Douthat tells us that Harvard students feel they deserve to be there because they are the most talented and have worked so incredibly hard in high school to compile an impressive enough resume to get in. "They belong exactly where they are---the standardized test scores and college admissions officers have spoken, and their word is final." Our meritocratic society has reduced the arbitrariness of a student's acceptance at elite schools, and there will be less arbitrariness than in days-gone-by about a Harvardian's place in America's elite when he or she graduates.
————————
_The request_
List, in order of first appearance, every capitalized word in the text about Harvard students that is a name or is formed from a name. The records that come next are not needed for the work on this text.

_Data shown_
————————
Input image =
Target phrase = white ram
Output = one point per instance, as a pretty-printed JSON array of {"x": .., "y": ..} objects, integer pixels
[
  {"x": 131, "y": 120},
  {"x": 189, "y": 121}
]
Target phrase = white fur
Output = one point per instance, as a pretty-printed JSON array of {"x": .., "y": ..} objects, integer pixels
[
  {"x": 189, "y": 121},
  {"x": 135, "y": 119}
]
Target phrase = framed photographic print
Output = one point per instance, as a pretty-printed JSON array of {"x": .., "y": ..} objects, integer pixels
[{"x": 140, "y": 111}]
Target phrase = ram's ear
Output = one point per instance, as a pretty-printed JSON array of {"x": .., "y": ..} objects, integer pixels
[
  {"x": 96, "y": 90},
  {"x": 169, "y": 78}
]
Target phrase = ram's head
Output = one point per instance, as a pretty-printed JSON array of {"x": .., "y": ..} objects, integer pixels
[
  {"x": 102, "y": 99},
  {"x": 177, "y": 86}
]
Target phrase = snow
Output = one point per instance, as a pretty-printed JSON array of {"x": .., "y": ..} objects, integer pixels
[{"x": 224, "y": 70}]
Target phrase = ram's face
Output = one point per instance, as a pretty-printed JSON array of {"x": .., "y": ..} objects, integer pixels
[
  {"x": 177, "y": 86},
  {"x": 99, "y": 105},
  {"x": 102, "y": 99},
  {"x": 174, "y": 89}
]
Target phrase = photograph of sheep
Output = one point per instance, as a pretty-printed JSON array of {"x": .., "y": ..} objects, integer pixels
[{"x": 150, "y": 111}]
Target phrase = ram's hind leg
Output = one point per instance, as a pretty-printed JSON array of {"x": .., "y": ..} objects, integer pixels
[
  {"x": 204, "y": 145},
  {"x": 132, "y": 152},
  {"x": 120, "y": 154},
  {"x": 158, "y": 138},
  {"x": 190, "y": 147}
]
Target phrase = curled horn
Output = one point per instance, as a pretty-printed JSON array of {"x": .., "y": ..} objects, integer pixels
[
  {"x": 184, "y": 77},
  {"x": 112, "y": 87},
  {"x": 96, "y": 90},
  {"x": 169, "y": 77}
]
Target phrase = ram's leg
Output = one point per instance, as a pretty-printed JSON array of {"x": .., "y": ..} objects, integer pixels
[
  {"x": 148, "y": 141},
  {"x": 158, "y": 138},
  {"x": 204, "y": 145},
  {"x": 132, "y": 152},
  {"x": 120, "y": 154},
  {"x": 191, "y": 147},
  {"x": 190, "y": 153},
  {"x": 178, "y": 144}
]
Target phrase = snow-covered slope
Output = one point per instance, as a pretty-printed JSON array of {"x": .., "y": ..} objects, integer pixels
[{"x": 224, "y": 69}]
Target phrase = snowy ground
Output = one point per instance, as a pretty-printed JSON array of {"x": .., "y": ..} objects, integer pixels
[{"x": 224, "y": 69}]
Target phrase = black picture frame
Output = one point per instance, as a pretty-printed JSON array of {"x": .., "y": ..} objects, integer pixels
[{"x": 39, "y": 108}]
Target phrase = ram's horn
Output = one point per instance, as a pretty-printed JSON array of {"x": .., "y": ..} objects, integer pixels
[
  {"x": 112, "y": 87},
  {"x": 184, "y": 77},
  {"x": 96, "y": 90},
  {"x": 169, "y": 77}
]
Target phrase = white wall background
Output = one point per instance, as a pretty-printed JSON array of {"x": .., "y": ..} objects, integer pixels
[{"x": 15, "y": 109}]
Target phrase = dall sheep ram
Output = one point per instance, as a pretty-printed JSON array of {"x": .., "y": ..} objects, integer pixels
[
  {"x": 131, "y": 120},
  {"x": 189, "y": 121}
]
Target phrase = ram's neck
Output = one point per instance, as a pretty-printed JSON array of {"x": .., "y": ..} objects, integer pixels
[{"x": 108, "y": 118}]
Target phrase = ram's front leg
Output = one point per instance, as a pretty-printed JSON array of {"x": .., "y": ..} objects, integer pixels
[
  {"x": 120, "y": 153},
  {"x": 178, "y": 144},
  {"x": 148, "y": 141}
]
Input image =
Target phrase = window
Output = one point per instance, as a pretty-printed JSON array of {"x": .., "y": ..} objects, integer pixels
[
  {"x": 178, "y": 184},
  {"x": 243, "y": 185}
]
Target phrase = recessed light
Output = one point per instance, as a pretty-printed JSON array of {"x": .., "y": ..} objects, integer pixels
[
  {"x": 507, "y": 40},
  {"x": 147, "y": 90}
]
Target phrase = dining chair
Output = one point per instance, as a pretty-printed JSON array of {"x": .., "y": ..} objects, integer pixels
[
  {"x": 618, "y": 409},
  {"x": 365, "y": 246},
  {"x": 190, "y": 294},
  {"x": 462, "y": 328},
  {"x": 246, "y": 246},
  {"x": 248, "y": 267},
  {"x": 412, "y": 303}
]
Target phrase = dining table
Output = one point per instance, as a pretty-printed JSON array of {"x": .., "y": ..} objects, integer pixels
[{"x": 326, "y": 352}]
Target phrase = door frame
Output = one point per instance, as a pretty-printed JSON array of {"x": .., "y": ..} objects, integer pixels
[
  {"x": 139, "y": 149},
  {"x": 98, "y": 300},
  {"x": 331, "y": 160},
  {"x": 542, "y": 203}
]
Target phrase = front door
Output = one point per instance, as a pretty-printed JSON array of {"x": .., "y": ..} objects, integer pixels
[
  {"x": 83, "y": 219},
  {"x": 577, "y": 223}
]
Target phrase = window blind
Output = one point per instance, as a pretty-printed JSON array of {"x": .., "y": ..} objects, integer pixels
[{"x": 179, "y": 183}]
————————
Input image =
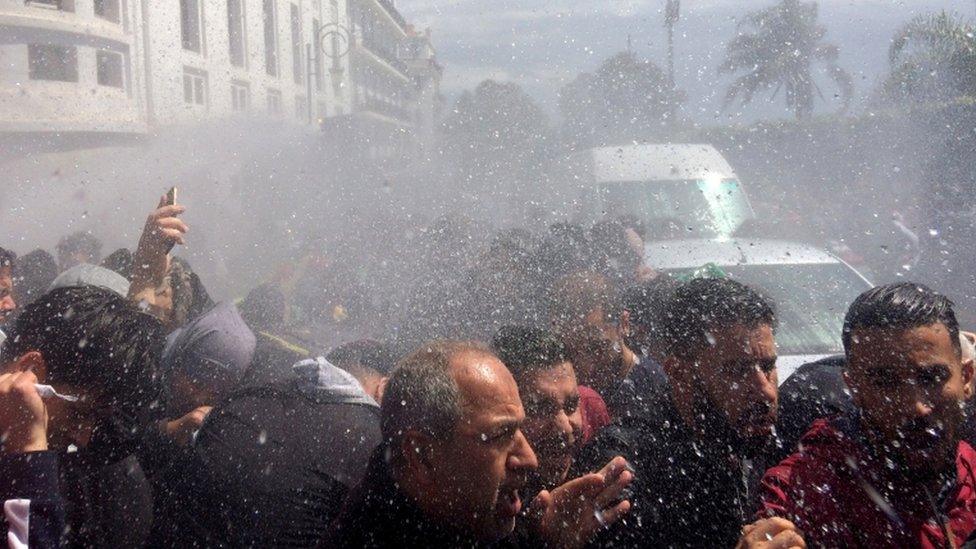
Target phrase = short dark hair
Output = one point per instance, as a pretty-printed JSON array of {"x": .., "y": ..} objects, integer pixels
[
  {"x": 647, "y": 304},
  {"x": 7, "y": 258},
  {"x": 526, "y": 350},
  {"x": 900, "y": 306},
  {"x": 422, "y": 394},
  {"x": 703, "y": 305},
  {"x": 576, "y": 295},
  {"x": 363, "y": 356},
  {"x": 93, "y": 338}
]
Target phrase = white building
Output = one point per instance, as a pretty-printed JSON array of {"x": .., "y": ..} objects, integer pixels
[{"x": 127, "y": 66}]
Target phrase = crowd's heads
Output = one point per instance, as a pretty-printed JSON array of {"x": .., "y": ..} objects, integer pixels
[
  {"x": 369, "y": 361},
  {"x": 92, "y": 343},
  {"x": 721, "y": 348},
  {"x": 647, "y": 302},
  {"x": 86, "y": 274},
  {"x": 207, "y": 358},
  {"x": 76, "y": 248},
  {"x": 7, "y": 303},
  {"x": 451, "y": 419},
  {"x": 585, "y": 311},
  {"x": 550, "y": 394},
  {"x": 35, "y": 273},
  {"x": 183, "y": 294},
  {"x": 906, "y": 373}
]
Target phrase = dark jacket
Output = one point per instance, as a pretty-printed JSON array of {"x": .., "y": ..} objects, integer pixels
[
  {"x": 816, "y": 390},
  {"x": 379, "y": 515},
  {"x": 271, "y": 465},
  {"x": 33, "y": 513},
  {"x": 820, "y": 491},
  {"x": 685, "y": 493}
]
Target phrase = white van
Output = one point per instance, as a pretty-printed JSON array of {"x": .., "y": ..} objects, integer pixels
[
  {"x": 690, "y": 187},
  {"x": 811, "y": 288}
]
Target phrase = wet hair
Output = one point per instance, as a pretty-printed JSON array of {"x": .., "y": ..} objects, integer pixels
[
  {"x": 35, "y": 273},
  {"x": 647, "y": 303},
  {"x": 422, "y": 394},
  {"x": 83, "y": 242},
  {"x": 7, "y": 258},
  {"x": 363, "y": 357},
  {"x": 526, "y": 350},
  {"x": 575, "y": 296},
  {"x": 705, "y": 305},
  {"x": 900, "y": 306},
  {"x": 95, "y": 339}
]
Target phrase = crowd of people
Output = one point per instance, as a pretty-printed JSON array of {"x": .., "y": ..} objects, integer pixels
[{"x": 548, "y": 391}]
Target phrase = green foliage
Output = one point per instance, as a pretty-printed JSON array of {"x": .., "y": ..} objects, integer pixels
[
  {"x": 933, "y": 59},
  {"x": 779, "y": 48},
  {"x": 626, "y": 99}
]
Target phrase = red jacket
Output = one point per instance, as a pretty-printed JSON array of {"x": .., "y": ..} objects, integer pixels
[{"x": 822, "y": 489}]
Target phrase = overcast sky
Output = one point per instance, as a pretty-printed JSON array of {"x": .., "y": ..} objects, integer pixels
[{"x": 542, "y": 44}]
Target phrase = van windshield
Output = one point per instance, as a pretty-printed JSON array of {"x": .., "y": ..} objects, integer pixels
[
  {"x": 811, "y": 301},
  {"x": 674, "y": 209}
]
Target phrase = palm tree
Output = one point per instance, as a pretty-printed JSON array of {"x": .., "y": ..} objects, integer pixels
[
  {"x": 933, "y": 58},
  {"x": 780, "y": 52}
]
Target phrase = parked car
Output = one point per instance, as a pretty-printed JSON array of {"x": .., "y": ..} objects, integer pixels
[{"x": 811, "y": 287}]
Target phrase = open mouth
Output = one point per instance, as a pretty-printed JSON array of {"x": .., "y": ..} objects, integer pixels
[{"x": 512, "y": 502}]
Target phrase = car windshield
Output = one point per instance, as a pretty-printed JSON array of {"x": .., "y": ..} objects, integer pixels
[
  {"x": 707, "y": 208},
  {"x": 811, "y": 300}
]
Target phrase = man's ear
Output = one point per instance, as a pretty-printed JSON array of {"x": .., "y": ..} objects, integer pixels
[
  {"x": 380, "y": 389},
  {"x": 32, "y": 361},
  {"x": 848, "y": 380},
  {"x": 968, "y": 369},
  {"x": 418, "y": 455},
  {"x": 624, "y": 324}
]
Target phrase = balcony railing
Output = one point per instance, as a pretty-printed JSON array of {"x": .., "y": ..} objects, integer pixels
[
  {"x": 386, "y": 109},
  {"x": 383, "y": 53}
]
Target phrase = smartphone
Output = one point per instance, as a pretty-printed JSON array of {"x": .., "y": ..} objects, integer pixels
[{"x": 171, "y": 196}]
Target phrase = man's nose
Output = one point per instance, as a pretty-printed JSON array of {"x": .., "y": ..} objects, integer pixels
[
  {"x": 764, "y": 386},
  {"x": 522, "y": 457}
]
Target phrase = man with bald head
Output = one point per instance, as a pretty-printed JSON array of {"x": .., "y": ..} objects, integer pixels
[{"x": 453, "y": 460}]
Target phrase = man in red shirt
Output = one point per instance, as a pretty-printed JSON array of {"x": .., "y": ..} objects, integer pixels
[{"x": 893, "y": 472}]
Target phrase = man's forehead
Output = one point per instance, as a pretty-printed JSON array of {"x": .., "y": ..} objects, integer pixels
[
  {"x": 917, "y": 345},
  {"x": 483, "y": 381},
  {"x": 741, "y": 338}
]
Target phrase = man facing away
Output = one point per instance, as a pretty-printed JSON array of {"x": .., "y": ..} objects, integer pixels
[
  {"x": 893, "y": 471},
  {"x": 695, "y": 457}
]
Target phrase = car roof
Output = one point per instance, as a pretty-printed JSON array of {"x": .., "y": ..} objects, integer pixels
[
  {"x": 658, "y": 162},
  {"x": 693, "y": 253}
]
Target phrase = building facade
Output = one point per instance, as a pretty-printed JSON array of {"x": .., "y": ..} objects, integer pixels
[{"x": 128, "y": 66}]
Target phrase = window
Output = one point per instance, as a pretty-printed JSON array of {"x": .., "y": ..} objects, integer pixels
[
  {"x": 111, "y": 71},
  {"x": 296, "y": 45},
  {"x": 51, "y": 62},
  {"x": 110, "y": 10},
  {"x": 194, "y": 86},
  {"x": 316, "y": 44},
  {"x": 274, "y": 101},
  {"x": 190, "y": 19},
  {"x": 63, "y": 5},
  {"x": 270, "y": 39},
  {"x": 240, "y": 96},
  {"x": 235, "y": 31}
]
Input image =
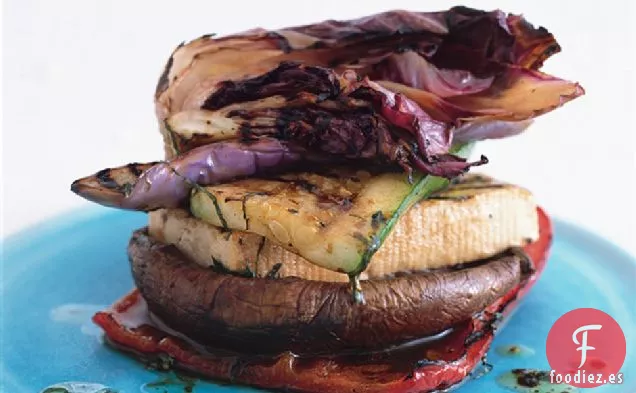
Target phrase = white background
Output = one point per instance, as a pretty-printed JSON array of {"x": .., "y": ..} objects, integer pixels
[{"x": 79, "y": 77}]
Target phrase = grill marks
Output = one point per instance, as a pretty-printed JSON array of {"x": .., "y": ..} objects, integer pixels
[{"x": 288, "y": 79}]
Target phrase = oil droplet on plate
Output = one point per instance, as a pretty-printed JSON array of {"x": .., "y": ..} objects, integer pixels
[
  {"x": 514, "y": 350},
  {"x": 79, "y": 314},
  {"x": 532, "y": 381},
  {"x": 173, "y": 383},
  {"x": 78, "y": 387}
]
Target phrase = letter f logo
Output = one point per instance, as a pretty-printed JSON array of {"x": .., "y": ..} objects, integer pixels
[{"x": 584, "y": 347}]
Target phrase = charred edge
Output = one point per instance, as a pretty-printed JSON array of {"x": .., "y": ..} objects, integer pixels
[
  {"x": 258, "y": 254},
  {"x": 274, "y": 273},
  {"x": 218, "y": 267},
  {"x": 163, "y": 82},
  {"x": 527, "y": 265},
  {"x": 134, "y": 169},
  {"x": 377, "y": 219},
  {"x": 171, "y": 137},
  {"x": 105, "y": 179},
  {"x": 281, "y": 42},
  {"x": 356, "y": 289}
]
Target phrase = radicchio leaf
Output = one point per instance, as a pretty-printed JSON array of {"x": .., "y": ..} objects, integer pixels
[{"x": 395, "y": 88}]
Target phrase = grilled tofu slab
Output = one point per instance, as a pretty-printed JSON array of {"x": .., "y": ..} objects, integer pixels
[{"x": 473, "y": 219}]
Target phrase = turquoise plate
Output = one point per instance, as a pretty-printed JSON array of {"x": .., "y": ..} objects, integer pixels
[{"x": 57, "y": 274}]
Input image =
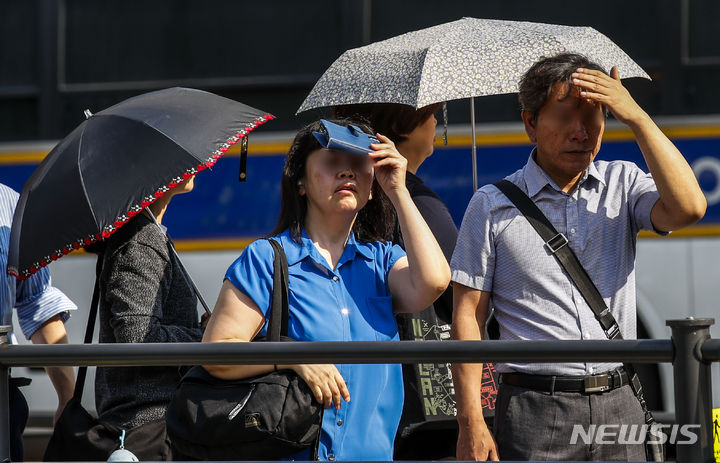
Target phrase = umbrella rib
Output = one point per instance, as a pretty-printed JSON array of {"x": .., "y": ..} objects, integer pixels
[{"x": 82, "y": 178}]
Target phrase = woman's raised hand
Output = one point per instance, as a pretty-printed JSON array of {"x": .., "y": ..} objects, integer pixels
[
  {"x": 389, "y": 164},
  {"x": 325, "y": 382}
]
————————
_Reply_
Douthat, Harvard, Harvardian, America's